- **Document segment**:

# When to trust them in the water!?



## Abbydabbydo (Jan 31, 2007)

You are not overreacting. I watch mine pretty closely when we are on the sandbars in the river. Their is current to deal with and they can certainly get tired and disoriented. If they are in high prey drive (chasing birds and stuff) I make sure I call them back (and they do come) before they get out too far. There are always two of us or more in the boat, so we can make sure they don't jump out. Generally if they get some good playtime first they are content to hunker down and nap for a boat ride. Have fun and be safe and let us know how the life jackets go. Mine HATE them.


----------



## fostermom (Sep 6, 2007)

All of my dogs have been off leash at the lake from the beginning. Jasmine looked like a baby seal at 4 months old when she took her first swim. Jasper was about 6 months old when I first took him up to the lake. He does very little swimming, he prefers to wade. It took Danny about 4-5 trips up to the lake to actually learn to swim, so he was probably 7 or 8 months old when he first figured it out. And then he had to figure out how to turn around and come back. He also had to remember to kick his back feet! Sometimes he would just start to sink, but I was always standing right there, not that I had to rescue him or anything. He figured it out. Now I can't keep him out of the water if I wanted to!

In other words, he will get it. I personally feel that if you are in a safe area, you need to trust your dogs to come back to you. Unless you have a true "runner" who will not come to you when called.


----------



## Merlins mom (Jun 20, 2007)

Thanks to both of you for your comments. I do want to trust him, and do in most situations. We'll see how it goes at the beach, how he reacts to the waves. And probably for this first time we'll keep a leash on him...unless the sea is calm and there are NO people (which is very doubtful...LOL). 

I'll be glad when the lake water warms up and we can head out early to a little island and just let him go!

We're off to the pet store to try on a doggie life jacket!


----------



## LibertyME (Jan 6, 2007)

Outward Hound makes a nice lifejacket...


----------



## spruce (Mar 13, 2008)

- **Written tasks**:
1) Answer these questions about the forum thread on dogs in the water:
(a) How old was Jasmine when she took her first swim?
(b) Which company does LibertyME say makes a nice lifejacket?
(c) Where is Merlins mom heading to try on a doggie life jacket?
2) Transcribe word for word the stretch of the forum thread on dogs in the water from "All of my dogs" through "I wanted to!".

- **Listing**:
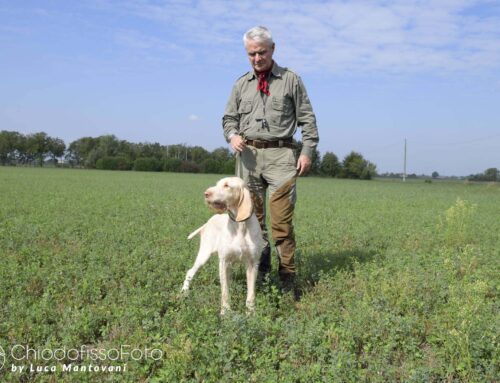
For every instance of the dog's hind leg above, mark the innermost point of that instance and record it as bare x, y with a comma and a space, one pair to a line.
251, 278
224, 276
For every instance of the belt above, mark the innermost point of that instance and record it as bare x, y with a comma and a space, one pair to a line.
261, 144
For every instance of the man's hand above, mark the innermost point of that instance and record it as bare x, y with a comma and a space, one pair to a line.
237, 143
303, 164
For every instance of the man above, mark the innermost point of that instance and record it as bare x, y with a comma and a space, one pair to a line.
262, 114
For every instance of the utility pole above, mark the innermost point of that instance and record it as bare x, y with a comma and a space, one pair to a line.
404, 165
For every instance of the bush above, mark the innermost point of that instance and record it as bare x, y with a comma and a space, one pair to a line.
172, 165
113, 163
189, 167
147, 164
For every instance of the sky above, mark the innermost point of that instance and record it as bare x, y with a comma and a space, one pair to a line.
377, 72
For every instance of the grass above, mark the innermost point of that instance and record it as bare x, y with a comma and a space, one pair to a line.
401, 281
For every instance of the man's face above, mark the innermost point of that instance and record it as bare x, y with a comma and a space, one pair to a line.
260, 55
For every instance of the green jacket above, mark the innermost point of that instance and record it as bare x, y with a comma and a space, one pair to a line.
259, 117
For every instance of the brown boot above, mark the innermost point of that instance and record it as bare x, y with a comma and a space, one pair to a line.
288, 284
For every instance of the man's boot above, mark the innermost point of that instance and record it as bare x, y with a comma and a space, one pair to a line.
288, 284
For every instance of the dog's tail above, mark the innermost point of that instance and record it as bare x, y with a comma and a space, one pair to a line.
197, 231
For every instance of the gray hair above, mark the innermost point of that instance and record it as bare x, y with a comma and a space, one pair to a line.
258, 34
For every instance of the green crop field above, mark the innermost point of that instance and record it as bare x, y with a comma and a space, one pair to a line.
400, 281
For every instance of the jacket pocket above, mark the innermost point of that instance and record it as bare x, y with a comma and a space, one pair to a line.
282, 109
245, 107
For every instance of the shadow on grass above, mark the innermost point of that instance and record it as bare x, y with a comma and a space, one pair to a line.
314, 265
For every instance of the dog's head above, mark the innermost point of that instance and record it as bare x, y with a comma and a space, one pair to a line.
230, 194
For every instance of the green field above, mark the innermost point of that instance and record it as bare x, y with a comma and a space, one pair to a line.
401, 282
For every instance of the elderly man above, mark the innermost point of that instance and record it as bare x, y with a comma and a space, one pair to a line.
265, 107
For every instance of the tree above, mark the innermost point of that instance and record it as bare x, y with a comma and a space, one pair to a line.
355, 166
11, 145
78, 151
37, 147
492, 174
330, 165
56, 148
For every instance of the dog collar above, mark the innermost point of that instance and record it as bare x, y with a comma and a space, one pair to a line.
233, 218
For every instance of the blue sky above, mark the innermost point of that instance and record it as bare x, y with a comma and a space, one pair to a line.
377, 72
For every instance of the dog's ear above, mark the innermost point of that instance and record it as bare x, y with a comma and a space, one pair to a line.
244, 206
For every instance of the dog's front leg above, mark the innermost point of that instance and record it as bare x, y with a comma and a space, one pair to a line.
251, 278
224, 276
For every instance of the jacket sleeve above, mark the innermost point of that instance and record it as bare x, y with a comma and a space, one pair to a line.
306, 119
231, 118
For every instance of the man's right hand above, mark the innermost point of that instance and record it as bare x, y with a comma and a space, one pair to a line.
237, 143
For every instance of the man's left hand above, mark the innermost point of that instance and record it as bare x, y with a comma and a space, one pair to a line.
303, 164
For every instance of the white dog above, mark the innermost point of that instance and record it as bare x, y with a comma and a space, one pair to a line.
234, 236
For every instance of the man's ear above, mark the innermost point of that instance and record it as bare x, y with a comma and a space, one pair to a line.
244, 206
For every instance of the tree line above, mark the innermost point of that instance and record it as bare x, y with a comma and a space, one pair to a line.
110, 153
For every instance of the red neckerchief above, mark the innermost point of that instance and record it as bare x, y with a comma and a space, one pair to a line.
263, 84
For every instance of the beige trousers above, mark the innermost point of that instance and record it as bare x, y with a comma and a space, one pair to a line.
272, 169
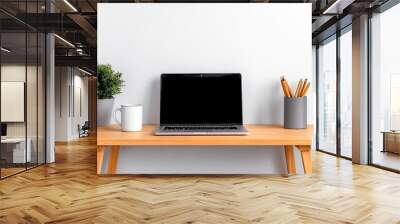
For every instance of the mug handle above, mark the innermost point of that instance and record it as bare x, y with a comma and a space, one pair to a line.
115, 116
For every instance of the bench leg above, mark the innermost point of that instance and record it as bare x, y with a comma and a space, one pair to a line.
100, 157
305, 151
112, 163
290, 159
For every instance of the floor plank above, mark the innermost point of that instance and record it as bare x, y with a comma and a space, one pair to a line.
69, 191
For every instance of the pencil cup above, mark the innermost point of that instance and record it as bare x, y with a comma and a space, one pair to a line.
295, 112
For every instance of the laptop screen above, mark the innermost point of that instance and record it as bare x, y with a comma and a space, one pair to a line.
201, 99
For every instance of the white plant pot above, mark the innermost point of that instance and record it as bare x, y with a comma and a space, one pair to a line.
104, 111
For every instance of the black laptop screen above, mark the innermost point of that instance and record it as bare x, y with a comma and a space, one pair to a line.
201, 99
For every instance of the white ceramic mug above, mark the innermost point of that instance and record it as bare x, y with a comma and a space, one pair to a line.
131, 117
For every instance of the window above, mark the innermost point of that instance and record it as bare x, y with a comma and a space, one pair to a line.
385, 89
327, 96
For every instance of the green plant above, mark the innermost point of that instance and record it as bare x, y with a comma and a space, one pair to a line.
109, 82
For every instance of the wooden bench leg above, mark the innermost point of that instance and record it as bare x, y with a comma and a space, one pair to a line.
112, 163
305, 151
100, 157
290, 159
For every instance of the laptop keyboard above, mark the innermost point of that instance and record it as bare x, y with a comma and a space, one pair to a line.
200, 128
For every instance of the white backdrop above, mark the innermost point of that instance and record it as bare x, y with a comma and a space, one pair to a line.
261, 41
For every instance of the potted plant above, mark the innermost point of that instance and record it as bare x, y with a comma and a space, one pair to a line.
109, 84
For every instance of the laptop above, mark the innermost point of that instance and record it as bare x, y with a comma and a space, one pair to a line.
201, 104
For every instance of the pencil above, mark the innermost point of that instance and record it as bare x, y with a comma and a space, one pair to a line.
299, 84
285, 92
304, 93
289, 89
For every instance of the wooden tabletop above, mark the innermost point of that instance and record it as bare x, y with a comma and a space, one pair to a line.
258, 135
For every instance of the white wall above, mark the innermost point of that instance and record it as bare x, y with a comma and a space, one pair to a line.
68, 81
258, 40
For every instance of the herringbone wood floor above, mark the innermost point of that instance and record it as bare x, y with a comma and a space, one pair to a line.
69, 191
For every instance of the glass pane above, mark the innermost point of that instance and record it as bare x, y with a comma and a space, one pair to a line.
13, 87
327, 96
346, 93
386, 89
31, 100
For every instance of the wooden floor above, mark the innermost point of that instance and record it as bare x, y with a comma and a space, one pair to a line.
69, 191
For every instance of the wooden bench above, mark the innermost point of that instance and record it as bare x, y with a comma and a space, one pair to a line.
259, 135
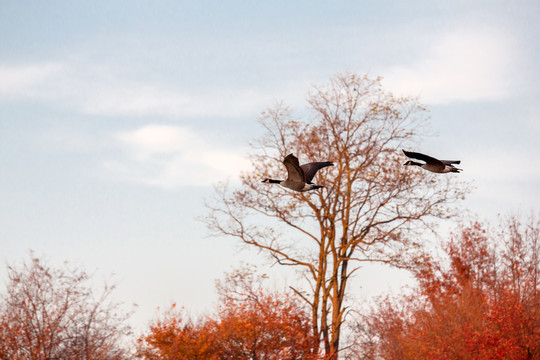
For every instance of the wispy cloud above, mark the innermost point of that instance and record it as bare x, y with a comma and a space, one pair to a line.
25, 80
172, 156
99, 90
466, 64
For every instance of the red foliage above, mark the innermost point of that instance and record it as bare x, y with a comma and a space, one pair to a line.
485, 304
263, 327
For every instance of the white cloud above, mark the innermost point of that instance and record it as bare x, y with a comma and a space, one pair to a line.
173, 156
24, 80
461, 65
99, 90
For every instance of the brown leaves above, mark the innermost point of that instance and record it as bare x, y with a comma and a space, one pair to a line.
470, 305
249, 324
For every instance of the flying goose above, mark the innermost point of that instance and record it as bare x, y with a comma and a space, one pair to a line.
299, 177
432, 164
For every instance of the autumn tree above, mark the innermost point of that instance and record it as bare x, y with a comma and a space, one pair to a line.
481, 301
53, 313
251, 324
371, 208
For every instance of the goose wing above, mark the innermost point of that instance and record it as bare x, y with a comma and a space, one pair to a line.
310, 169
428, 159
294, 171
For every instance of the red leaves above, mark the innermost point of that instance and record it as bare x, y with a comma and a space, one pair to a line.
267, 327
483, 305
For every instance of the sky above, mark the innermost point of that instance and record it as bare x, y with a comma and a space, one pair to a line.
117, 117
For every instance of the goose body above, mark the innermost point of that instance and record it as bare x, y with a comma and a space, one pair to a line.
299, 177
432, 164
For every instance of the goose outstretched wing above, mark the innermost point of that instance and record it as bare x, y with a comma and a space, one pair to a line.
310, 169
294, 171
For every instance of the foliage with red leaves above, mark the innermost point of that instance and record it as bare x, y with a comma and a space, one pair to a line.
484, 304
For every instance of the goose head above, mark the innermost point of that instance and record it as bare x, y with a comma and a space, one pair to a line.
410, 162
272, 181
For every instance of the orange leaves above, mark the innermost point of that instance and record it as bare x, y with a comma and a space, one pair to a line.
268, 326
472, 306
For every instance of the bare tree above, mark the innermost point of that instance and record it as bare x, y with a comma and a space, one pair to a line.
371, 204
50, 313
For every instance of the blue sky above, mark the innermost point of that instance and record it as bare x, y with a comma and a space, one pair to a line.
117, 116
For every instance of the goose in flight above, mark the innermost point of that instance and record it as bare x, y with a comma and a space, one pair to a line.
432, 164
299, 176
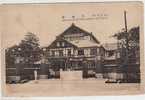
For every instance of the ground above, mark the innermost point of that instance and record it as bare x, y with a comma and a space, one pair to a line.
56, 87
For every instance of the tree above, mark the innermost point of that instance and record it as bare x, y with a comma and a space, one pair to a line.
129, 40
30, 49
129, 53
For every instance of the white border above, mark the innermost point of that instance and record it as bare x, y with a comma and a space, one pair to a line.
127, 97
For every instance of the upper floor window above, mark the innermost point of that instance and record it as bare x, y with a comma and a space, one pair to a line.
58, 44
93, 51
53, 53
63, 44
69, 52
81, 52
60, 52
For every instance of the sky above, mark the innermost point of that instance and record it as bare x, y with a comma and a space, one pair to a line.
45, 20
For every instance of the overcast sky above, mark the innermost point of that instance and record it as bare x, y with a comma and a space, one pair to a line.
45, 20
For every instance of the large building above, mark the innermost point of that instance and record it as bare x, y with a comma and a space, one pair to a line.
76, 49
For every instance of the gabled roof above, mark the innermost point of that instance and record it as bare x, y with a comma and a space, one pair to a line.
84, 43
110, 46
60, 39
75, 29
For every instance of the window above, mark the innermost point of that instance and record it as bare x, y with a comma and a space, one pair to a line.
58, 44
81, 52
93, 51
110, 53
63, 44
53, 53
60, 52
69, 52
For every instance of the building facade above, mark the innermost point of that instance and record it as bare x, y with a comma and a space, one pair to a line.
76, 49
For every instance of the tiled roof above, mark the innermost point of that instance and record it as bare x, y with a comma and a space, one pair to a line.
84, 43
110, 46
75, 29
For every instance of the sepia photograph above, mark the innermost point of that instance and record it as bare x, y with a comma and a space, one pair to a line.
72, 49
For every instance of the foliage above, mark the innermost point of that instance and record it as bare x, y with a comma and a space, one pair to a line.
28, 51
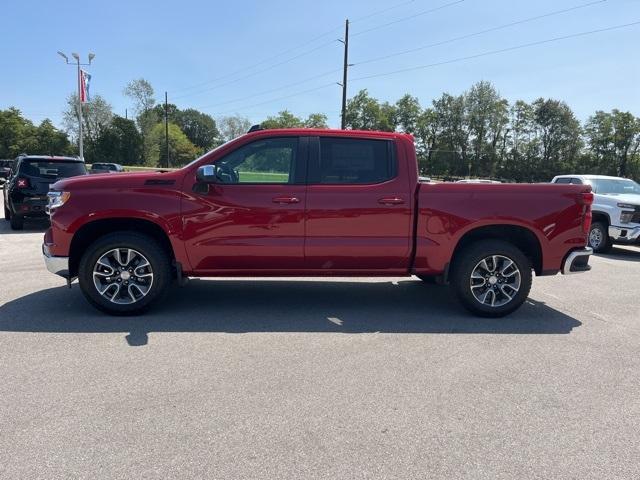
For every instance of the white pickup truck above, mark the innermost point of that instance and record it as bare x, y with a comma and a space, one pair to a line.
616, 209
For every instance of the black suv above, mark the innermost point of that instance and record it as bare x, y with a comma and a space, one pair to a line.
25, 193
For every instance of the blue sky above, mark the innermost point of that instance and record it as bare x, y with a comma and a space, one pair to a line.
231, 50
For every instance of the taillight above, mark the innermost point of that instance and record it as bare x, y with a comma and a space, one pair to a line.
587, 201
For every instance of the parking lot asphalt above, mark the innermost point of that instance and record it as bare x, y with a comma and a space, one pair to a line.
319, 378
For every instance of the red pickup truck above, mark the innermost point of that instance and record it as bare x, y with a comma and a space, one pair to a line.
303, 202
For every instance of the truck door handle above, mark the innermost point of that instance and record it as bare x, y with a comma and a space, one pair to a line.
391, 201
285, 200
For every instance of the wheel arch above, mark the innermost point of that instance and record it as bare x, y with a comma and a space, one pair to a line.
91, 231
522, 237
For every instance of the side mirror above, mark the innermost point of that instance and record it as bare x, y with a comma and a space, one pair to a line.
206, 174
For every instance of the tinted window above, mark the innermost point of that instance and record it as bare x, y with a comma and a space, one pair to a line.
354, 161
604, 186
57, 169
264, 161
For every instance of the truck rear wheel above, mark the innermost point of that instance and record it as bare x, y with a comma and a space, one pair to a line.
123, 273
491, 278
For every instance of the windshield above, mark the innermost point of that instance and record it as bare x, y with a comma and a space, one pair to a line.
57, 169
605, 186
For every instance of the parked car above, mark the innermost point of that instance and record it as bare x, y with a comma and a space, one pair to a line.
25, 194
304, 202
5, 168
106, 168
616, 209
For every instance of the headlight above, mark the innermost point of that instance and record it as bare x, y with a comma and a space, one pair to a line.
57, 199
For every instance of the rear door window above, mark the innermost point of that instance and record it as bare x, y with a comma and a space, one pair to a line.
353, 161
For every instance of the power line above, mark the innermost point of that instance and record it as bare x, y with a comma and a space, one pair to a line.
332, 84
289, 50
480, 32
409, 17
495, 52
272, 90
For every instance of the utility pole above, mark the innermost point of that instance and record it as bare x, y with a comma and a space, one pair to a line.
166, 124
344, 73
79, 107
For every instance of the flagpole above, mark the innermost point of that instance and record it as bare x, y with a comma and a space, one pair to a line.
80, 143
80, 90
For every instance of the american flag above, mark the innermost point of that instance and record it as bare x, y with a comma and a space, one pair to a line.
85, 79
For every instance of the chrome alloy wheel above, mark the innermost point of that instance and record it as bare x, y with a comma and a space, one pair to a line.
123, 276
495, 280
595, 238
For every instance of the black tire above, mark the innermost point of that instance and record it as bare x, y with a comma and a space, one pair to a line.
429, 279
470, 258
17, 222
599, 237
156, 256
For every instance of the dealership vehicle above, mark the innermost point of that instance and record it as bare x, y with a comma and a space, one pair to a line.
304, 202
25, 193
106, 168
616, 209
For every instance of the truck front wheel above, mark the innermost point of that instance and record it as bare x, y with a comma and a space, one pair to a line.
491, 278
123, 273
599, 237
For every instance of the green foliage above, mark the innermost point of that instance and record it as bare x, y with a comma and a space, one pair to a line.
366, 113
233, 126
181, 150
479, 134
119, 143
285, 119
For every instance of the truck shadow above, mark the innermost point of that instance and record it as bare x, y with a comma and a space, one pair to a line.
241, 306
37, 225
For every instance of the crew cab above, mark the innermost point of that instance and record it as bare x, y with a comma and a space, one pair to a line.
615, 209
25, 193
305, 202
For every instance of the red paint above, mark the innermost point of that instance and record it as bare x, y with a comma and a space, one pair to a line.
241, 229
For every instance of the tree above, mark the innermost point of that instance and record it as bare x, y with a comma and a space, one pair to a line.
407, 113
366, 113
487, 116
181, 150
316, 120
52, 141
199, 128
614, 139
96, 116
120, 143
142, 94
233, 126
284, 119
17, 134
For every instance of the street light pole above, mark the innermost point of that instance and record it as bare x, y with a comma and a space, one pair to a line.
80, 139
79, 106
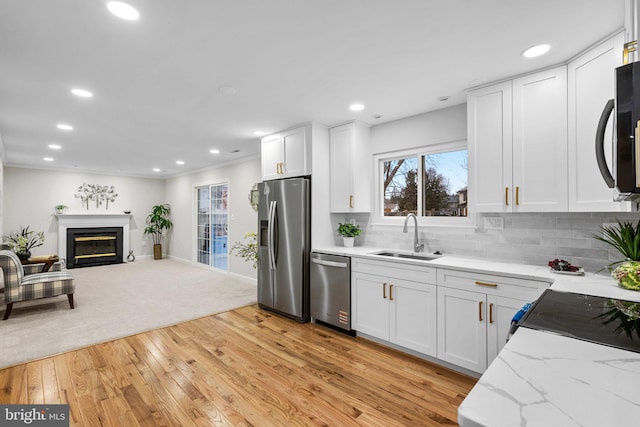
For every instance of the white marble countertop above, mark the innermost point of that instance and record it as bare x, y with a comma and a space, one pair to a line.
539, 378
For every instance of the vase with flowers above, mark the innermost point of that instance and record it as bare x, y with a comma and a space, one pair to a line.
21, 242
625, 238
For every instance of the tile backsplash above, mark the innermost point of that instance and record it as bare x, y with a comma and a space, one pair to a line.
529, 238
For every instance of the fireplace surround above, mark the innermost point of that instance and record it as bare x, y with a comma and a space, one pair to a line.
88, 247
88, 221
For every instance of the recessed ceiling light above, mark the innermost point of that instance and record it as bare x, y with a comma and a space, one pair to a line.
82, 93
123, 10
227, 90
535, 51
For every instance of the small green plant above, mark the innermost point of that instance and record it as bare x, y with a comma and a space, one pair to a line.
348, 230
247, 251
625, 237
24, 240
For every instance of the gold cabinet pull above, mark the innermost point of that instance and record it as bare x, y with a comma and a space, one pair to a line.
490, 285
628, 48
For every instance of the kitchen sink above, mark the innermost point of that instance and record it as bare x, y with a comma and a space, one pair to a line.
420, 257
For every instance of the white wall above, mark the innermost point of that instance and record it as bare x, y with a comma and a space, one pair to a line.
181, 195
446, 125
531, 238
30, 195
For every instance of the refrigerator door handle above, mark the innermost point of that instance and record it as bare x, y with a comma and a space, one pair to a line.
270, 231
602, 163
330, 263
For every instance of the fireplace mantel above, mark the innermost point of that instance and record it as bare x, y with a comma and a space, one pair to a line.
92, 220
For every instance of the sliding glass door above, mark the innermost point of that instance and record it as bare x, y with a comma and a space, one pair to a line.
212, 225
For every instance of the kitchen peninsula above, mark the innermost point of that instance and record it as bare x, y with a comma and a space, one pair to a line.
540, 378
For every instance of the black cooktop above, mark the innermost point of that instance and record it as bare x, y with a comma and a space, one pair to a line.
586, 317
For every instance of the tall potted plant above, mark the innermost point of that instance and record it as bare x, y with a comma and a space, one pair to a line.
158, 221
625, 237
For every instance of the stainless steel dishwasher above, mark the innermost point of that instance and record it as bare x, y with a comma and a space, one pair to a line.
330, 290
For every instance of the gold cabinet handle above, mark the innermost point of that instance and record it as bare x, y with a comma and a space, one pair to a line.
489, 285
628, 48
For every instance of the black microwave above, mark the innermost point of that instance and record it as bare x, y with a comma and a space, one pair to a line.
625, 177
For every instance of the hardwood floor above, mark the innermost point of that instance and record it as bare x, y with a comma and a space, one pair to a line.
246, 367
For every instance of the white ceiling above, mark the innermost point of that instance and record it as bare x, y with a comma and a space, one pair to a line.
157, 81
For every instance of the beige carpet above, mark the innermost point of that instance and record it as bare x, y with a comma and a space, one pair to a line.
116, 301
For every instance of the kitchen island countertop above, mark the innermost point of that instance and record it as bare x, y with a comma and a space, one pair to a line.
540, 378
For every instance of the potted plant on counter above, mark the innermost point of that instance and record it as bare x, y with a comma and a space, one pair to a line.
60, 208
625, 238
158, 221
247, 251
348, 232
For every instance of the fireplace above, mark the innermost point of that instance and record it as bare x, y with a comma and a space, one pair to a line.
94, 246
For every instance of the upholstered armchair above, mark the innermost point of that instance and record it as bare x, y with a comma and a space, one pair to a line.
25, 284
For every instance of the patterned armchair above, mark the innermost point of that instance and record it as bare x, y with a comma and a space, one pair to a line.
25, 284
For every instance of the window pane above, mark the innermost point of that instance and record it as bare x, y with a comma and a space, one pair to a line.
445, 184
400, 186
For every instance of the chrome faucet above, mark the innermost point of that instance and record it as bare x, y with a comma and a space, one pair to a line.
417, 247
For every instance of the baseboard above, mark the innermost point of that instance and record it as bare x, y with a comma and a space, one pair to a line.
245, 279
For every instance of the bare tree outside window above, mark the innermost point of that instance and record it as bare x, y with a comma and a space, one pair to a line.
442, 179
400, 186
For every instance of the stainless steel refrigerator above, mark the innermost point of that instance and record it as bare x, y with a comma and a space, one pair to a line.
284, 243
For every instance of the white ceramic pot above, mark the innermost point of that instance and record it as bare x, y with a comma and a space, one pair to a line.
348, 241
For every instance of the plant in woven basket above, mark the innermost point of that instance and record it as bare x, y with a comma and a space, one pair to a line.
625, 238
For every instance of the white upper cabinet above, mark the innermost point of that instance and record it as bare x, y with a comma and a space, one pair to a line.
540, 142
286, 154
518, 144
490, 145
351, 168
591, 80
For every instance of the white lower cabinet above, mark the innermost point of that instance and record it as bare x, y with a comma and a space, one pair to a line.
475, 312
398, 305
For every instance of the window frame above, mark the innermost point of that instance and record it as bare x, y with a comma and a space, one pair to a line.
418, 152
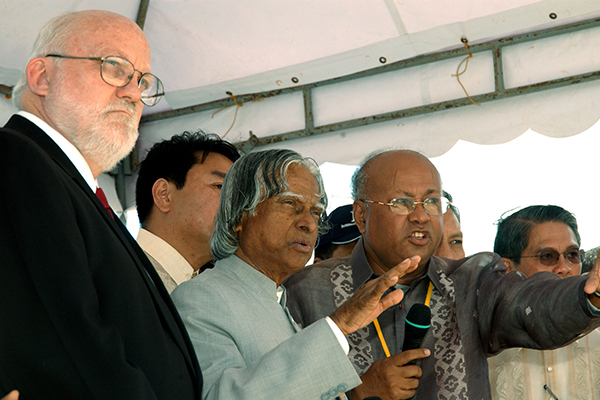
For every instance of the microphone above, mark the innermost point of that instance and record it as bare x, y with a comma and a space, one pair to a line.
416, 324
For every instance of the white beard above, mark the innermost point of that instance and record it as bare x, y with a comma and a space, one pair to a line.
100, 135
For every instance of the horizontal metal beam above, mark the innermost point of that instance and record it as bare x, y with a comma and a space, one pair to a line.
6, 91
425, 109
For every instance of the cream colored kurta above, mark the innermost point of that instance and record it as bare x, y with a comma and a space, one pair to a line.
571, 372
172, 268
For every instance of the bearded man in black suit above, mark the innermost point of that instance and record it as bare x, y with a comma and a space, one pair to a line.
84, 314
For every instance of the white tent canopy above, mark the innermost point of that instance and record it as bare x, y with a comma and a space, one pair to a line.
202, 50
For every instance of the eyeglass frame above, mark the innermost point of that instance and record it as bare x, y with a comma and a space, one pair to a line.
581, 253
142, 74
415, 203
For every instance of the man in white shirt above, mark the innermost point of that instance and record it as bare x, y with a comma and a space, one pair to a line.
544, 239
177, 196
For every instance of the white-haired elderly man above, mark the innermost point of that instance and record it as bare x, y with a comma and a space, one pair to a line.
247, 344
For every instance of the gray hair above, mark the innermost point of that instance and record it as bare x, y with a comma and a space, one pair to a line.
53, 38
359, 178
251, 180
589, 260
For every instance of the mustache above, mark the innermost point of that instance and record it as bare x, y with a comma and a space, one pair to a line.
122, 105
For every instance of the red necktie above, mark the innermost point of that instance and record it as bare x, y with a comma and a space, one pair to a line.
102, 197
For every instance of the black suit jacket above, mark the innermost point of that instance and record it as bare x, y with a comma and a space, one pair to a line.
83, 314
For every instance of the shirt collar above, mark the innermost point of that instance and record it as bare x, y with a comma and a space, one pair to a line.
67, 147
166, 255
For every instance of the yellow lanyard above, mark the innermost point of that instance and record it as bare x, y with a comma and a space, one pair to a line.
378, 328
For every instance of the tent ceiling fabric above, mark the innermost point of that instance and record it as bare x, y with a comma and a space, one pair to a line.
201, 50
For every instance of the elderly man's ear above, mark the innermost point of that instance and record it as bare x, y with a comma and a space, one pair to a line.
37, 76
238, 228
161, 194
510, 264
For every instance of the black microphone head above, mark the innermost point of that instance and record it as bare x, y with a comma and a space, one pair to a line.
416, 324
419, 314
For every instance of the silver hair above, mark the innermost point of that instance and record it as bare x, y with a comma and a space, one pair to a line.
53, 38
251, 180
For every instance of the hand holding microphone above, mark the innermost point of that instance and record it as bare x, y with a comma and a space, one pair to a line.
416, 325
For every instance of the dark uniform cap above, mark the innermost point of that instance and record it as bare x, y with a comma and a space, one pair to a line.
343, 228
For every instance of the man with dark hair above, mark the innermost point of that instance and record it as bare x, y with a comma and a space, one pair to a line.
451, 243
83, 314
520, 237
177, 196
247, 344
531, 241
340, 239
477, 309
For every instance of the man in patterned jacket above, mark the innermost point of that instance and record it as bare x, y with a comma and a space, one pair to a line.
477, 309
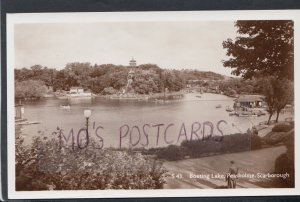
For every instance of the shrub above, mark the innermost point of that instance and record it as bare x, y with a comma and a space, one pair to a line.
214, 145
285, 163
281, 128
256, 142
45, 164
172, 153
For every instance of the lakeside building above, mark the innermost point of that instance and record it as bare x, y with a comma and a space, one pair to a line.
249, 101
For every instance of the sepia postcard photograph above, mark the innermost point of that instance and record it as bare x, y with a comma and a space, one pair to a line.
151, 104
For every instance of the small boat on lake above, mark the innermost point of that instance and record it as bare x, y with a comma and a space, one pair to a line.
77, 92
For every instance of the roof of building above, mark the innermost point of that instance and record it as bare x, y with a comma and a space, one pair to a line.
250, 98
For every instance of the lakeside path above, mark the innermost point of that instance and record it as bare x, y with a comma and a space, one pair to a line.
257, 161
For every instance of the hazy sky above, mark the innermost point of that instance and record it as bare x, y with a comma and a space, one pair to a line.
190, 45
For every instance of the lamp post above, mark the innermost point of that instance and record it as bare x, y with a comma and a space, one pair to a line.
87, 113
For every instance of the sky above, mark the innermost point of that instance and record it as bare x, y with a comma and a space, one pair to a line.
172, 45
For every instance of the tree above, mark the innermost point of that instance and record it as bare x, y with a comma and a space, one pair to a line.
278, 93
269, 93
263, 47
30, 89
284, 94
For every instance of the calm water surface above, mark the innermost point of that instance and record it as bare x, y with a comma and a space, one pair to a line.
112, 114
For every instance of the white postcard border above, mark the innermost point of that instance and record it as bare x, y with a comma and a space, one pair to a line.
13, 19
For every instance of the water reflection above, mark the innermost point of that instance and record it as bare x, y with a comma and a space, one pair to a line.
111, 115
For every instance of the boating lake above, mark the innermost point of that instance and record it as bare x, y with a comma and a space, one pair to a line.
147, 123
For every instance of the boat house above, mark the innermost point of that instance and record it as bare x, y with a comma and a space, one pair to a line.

- **The replies**:
1)
(a) 4 months old
(b) Outward Hound
(c) The pet store

2)
All of my dogs have been off leash at the lake from the beginning. Jasmine looked like a baby seal at 4 months old when she took her first swim. Jasper was about 6 months old when I first took him up to the lake. He does very little swimming, he prefers to wade. It took Danny about 4-5 trips up to the lake to actually learn to swim, so he was probably 7 or 8 months old when he first figured it out. And then he had to figure out how to turn around and come back. He also had to remember to kick his back feet! Sometimes he would just start to sink, but I was always standing right there, not that I had to rescue him or anything. He figured it out. Now I can't keep him out of the water if I wanted to!